REQUIRED TASK: Convert the part that opens with the line containing "Can you see the window" and closes with the line containing "pixel 40 68" into a numbered list, leaving out any blank lines. Include only those lines, both ends among them.

MATERIAL FOR THIS TASK:

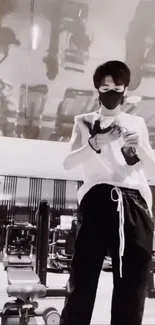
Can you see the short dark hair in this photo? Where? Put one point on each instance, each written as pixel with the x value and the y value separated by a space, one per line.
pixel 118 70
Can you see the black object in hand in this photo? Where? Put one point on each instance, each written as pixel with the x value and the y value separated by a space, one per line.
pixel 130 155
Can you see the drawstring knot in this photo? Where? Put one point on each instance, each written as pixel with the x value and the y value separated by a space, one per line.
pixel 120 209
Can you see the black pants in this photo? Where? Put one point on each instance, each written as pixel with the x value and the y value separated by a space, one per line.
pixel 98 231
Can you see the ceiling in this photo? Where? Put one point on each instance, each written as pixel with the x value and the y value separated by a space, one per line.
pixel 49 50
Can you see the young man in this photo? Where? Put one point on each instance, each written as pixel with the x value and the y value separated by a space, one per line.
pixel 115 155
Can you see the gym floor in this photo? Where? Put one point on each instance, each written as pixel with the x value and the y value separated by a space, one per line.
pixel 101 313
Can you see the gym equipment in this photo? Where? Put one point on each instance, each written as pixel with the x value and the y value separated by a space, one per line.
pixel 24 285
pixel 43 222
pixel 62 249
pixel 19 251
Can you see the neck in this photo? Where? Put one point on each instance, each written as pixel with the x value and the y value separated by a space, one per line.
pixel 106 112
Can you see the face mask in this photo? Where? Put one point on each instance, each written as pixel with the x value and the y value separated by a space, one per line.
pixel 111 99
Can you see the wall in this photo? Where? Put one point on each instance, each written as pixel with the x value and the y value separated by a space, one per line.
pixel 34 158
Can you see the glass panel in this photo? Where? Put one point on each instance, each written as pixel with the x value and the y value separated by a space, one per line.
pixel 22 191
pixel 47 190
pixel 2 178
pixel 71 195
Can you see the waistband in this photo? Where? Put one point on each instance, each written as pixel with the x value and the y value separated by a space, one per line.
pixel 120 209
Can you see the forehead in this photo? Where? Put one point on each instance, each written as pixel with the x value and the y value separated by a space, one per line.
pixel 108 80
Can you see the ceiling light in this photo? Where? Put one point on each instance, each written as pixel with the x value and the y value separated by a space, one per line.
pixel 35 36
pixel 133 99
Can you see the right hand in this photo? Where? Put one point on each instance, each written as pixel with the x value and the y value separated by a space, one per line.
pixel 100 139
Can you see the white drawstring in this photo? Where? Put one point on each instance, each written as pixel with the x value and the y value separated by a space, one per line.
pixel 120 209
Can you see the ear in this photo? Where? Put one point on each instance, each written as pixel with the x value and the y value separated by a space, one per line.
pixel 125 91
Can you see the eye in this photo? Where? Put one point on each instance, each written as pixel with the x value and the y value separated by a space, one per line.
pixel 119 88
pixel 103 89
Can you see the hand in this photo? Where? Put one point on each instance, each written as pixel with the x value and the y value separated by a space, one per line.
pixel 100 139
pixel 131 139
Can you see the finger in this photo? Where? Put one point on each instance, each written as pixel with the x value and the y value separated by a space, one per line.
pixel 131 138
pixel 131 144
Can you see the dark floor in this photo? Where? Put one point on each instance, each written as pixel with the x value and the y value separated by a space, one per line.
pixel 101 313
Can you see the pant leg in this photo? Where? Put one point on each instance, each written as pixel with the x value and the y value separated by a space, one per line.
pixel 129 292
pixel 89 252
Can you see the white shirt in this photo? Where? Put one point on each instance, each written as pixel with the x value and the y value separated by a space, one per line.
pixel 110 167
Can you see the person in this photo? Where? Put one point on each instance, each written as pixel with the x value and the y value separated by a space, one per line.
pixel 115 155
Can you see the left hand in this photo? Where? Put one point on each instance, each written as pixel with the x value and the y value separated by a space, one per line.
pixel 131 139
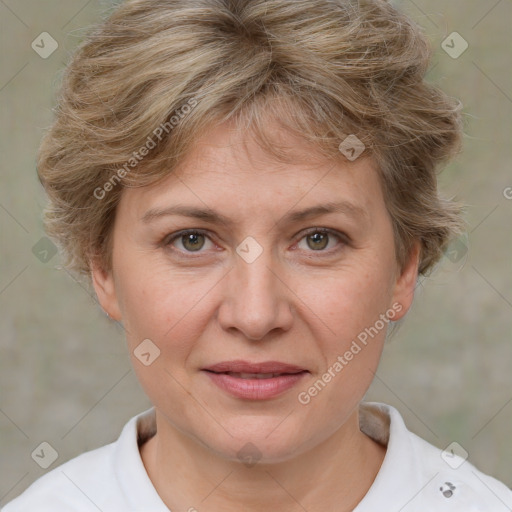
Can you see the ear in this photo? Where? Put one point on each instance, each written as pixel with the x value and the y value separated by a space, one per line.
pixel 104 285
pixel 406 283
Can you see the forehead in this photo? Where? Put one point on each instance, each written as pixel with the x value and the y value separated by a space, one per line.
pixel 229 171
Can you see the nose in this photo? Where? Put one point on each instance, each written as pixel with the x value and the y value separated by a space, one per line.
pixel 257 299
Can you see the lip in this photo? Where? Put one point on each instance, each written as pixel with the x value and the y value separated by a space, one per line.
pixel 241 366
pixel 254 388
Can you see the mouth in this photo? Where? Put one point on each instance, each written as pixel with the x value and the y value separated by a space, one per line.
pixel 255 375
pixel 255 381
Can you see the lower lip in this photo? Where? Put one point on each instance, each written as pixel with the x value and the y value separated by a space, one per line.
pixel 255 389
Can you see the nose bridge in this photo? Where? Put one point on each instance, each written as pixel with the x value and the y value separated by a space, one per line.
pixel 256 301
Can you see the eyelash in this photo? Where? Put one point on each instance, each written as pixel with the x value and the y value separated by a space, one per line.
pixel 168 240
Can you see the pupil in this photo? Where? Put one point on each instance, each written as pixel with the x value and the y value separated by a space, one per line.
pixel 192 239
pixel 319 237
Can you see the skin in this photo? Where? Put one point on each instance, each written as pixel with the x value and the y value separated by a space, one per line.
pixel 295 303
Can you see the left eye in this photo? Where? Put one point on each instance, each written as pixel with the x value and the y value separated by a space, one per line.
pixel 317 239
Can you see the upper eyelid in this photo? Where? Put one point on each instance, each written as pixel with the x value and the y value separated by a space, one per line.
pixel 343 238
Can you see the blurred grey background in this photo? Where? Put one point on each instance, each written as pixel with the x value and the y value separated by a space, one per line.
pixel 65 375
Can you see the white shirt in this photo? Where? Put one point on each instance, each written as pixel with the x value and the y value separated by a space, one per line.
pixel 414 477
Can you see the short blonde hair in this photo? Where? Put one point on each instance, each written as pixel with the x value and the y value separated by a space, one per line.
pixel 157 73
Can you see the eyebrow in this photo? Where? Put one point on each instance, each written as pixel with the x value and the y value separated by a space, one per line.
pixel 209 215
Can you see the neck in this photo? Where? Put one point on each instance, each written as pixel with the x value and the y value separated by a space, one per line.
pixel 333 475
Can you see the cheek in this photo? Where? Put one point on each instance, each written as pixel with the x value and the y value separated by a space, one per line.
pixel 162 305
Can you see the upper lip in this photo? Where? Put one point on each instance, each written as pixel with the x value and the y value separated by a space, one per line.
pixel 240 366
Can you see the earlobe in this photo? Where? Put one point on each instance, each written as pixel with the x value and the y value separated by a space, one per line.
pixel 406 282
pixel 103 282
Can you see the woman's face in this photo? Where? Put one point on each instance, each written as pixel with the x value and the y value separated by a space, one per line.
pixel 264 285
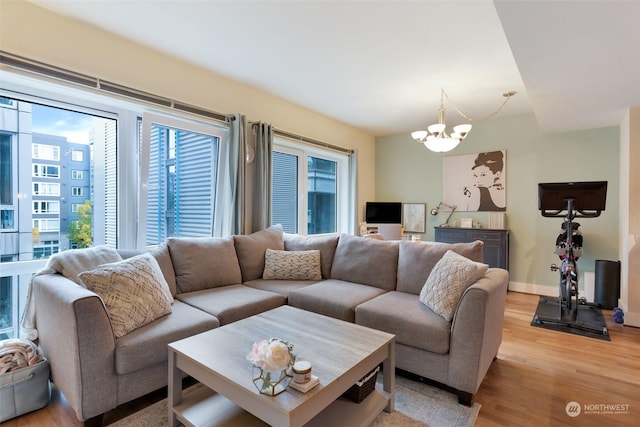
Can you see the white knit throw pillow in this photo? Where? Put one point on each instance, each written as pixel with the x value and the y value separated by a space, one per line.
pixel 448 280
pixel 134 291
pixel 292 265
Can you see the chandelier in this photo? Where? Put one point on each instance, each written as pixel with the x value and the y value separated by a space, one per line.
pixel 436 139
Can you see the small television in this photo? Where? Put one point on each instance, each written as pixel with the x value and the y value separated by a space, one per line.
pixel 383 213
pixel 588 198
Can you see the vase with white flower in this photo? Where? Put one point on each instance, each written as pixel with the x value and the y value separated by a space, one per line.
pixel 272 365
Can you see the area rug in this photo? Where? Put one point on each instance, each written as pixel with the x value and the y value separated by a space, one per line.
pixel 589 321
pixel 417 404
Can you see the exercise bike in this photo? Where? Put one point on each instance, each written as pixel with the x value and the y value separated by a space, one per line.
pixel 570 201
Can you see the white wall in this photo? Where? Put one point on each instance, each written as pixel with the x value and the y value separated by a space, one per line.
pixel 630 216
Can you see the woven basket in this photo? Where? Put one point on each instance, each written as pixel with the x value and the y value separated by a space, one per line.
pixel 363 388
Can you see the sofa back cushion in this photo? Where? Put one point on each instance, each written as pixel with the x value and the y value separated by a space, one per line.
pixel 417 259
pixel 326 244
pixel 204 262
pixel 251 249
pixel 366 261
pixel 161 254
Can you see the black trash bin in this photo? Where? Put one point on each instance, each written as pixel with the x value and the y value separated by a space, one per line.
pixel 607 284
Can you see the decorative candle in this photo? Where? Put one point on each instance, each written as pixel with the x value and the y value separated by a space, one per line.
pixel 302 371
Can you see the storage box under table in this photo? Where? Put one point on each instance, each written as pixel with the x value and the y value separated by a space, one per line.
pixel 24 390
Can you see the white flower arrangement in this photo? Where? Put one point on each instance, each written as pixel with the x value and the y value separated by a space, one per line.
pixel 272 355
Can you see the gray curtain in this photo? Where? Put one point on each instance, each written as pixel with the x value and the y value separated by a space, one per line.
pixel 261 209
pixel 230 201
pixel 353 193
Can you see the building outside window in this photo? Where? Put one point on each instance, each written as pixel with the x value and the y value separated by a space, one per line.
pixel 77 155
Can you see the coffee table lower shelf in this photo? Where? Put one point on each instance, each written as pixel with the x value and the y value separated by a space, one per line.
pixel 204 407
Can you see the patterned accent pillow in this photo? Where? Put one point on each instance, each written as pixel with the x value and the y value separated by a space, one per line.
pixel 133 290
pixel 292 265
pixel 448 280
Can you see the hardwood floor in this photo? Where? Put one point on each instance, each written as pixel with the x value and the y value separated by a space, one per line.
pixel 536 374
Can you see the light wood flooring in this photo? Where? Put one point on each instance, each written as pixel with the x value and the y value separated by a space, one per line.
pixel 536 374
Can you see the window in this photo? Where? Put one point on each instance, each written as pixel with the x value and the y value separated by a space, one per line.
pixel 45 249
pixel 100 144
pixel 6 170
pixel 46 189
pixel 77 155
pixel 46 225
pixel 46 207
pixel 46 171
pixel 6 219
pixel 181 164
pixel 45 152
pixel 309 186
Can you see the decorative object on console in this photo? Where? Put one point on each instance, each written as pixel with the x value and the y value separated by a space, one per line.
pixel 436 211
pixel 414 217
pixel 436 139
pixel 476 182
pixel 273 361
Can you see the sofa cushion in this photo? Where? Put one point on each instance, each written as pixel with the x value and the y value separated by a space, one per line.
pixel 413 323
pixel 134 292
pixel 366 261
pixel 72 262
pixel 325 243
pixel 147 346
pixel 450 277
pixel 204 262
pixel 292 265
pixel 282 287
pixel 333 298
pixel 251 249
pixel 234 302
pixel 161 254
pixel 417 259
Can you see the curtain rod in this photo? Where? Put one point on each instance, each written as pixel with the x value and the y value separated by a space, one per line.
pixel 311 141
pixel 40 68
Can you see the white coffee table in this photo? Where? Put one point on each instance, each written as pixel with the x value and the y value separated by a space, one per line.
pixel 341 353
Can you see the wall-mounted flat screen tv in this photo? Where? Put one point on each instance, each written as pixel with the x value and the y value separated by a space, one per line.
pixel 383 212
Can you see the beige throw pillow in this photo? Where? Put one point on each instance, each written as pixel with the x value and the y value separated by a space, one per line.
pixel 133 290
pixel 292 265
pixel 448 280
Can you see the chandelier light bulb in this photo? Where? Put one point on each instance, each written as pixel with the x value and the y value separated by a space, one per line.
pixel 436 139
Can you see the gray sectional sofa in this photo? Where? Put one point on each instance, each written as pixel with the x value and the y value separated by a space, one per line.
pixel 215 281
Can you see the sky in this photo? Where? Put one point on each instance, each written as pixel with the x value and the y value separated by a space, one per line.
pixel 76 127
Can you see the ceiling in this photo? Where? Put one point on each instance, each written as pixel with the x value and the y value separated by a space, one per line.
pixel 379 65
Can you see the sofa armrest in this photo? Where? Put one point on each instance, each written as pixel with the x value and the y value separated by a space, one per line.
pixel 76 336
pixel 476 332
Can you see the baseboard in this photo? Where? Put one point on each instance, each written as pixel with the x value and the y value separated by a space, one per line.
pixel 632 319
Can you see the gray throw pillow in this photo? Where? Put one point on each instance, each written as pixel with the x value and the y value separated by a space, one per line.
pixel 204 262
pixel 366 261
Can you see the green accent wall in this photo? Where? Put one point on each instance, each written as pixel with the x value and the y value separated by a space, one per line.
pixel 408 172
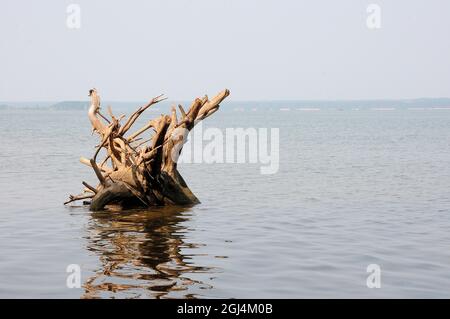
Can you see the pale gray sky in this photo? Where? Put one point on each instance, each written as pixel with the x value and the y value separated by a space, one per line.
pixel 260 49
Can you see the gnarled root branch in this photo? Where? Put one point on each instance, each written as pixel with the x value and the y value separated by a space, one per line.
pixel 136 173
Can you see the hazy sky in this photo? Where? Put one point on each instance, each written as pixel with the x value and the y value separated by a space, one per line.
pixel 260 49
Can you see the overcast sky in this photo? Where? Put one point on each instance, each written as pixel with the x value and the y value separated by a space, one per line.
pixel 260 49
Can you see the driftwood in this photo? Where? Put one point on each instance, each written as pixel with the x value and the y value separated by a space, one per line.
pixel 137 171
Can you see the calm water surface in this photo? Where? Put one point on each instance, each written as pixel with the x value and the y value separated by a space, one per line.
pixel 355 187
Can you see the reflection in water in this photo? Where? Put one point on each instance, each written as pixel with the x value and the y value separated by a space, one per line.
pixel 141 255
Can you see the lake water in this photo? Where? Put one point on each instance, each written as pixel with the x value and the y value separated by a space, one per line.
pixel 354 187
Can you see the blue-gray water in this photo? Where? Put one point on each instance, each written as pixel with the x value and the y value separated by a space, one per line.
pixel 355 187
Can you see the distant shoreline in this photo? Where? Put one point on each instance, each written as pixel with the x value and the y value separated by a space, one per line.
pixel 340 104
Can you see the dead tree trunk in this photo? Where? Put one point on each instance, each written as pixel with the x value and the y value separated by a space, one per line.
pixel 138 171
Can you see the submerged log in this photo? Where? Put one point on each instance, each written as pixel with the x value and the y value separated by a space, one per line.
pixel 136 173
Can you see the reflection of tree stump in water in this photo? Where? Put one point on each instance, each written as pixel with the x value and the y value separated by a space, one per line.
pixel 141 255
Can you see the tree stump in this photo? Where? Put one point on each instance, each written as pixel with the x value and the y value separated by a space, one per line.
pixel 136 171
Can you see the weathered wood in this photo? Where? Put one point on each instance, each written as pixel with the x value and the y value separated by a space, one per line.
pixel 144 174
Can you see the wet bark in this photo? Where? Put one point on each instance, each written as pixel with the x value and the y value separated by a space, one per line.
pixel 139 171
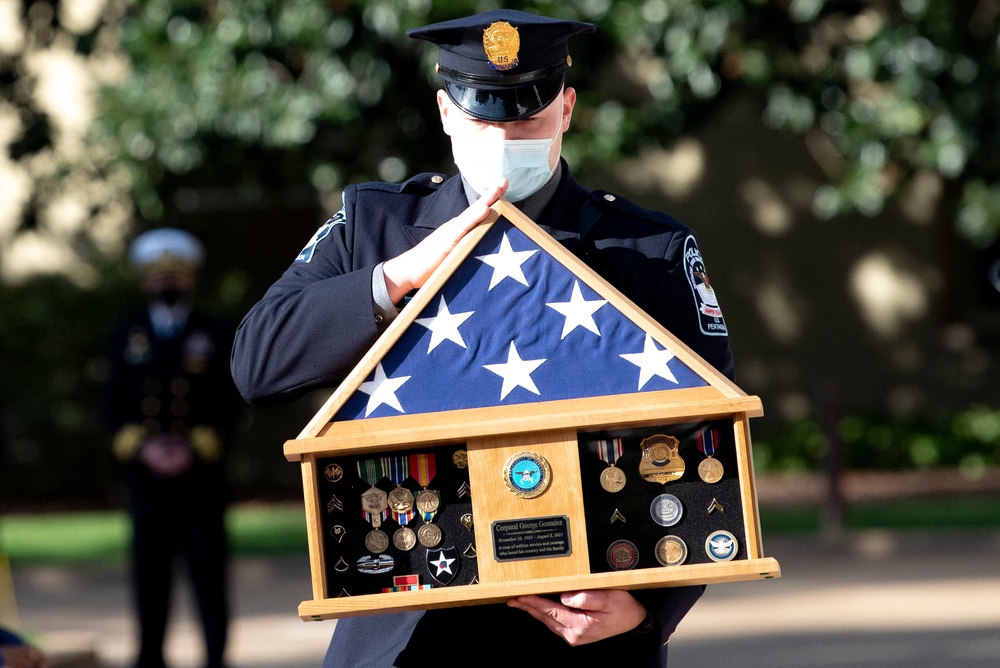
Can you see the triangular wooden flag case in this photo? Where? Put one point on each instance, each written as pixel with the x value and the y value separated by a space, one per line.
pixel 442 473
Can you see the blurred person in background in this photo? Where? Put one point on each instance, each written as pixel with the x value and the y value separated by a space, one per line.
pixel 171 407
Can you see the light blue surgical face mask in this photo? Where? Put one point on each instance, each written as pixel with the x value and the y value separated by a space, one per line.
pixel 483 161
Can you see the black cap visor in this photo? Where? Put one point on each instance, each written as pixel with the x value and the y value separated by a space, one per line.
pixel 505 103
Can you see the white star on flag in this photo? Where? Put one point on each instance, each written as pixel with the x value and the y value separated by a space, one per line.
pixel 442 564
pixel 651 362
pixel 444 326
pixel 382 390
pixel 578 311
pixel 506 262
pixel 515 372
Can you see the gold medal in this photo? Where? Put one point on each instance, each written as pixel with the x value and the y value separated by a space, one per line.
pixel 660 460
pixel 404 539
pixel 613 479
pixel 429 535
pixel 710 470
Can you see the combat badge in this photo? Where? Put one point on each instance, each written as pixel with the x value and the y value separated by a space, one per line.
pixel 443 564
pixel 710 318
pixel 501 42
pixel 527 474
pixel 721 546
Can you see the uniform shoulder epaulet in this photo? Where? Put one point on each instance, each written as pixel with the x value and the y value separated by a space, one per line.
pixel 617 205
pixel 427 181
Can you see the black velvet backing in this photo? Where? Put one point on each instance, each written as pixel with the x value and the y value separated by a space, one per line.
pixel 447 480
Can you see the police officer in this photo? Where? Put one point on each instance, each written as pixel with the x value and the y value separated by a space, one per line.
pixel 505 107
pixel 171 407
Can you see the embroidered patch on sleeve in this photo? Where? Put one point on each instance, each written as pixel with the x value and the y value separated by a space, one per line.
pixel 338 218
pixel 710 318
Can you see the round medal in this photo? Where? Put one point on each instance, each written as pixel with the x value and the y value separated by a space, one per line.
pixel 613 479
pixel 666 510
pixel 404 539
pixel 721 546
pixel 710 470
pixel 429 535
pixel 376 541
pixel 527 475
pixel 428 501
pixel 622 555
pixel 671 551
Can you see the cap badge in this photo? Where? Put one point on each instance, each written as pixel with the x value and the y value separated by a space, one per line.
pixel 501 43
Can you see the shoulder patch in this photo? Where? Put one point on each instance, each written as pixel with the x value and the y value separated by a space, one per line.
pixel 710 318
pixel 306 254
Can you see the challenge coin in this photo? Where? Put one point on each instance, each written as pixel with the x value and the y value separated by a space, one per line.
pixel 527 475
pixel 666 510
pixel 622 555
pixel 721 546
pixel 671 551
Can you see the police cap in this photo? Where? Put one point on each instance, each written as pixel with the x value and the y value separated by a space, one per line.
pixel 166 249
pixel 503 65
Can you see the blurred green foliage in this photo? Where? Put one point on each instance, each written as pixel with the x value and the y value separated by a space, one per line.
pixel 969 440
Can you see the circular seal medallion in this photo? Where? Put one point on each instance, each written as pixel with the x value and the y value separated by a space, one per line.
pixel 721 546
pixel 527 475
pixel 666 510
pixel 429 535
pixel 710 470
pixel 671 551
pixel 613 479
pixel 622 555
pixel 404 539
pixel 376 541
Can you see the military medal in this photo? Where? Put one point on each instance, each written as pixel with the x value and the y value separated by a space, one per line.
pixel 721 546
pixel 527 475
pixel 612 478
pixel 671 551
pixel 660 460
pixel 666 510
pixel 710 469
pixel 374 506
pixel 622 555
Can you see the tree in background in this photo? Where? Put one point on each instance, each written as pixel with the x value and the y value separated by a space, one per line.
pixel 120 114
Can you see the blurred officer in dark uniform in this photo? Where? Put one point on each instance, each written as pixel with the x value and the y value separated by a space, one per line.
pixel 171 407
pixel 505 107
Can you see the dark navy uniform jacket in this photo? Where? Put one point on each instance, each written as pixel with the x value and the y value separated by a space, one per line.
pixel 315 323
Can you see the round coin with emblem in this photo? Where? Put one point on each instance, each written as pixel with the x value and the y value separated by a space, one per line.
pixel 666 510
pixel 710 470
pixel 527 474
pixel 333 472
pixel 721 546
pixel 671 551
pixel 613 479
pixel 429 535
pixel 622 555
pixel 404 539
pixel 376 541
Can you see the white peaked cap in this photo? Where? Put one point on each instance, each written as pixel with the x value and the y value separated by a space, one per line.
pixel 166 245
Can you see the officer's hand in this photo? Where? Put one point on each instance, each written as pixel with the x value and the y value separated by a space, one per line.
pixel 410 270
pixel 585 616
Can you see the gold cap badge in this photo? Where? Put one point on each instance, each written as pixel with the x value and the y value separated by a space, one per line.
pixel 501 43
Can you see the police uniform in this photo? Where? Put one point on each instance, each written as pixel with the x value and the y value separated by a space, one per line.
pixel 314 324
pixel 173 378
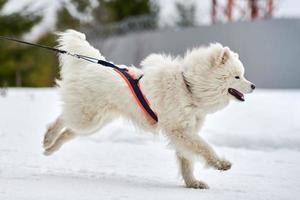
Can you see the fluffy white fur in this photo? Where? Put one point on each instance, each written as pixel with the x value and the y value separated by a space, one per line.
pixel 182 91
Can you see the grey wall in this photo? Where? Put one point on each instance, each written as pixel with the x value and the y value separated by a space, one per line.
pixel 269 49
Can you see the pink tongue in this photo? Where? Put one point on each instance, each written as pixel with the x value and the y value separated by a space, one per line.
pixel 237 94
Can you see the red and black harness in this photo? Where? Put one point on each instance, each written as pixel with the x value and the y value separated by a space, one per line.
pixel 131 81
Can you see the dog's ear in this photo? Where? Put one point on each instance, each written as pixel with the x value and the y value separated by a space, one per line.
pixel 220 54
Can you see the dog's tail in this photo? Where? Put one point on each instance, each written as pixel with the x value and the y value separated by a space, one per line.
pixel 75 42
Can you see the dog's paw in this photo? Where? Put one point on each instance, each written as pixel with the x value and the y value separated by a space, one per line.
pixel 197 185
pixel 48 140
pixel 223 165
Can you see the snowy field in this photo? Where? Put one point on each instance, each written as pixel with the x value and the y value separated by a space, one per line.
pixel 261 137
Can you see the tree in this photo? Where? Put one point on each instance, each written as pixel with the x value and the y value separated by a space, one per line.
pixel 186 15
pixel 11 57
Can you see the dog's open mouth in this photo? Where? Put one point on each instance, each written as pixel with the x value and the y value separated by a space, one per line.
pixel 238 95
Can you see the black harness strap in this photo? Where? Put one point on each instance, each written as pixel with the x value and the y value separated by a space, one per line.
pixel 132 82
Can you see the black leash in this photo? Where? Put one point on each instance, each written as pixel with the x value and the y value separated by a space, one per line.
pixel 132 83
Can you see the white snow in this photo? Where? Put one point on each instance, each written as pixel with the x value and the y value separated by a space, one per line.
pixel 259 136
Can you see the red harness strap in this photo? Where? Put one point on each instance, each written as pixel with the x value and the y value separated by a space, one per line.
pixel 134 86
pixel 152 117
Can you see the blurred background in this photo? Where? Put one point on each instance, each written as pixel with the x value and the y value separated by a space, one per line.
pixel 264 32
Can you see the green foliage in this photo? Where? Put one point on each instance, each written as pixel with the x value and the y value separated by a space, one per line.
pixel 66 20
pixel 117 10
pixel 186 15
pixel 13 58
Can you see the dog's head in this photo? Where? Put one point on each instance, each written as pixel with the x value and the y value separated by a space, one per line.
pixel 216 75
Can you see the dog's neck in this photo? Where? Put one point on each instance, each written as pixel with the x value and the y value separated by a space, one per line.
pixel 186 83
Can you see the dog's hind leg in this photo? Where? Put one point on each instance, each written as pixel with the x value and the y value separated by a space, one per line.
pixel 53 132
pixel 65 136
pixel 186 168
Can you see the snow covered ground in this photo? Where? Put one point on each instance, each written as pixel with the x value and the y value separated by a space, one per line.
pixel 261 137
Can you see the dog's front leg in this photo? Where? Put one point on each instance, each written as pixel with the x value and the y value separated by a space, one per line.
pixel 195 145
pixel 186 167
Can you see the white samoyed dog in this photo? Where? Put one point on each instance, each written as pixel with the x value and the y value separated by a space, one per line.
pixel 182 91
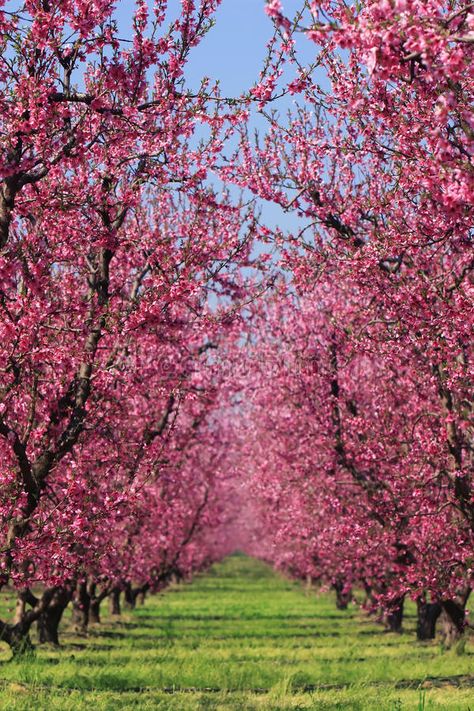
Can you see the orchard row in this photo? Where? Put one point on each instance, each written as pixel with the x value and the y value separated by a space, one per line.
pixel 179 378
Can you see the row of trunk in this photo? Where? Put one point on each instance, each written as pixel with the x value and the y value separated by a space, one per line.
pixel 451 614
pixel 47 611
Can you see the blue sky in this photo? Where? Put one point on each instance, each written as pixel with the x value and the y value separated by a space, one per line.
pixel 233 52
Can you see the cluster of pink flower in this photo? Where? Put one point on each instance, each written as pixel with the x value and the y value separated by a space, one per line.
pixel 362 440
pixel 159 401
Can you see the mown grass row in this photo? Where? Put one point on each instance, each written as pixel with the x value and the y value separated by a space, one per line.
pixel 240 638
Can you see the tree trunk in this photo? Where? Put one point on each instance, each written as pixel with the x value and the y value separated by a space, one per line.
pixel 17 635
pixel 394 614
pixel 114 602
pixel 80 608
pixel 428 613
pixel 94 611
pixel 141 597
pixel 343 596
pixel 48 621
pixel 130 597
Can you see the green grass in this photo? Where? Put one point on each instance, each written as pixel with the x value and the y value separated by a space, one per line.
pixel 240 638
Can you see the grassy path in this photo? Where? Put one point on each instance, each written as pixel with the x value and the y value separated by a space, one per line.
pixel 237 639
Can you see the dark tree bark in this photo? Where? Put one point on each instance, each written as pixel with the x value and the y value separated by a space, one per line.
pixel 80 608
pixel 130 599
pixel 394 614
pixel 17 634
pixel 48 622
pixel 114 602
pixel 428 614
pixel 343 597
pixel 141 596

RESPONSE TO THE TASK:
1. Can you see the window in this photo? Where? Put one point on each instance, each written as pixel with the x value and the y value separated by a space, one per line.
2. pixel 45 249
3. pixel 100 144
4. pixel 6 170
5. pixel 46 189
6. pixel 77 155
7. pixel 46 225
8. pixel 46 207
9. pixel 46 171
10. pixel 6 219
11. pixel 181 164
12. pixel 45 152
13. pixel 309 186
14. Can you see the decorative object on console in this photo? Where? Put one point on each instance, each written as pixel with the x value and the y value separated by a space, one per line.
15. pixel 436 211
16. pixel 414 217
17. pixel 436 139
18. pixel 476 182
19. pixel 273 361
20. Can you see the sofa cushion in this photo? Where? Put one point on each instance, each written as pixel with the x value and the y value separated by a space, one per line.
21. pixel 413 323
22. pixel 134 292
23. pixel 366 261
24. pixel 72 262
25. pixel 325 243
26. pixel 147 346
27. pixel 450 277
28. pixel 204 262
29. pixel 292 265
30. pixel 282 287
31. pixel 333 298
32. pixel 251 249
33. pixel 234 302
34. pixel 161 254
35. pixel 417 259
36. Can you see the curtain rod in this photo? Where? Put one point on each instance, each written as pixel with the x value and the y value separated by a space, one per line.
37. pixel 311 141
38. pixel 40 68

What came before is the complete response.